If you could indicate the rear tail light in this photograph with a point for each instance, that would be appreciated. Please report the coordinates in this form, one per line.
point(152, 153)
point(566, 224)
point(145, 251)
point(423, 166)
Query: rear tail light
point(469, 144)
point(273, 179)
= = =
**Exercise directions**
Copy out the material word for word and line for line.

**Output for this task**
If you could indicate the rear tail light in this photograph with a point for each instance, that would be appreciated. Please report the coordinates in this form, one per line.
point(152, 153)
point(566, 224)
point(145, 251)
point(423, 166)
Query: rear tail light
point(469, 144)
point(273, 179)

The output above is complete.